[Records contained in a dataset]
★ ★ ★ ★ ★
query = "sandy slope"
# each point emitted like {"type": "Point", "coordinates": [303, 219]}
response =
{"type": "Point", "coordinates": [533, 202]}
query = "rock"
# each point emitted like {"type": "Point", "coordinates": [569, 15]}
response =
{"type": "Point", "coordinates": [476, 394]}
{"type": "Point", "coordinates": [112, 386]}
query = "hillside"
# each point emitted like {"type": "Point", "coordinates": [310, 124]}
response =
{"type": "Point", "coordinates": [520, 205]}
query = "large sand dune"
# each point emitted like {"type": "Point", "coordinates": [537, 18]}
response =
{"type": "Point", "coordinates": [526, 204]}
★ ★ ★ ★ ★
Extract all of the data above and output it character for character.

query = "sandy slope"
# each point emitted like {"type": "Point", "coordinates": [303, 219]}
response =
{"type": "Point", "coordinates": [533, 202]}
query = "rock"
# each point emitted like {"type": "Point", "coordinates": [569, 15]}
response =
{"type": "Point", "coordinates": [476, 394]}
{"type": "Point", "coordinates": [112, 386]}
query = "hillside"
# each point emitted like {"type": "Point", "coordinates": [310, 124]}
response =
{"type": "Point", "coordinates": [520, 205]}
query = "large sand dune"
# each point emitted like {"type": "Point", "coordinates": [537, 18]}
response =
{"type": "Point", "coordinates": [526, 204]}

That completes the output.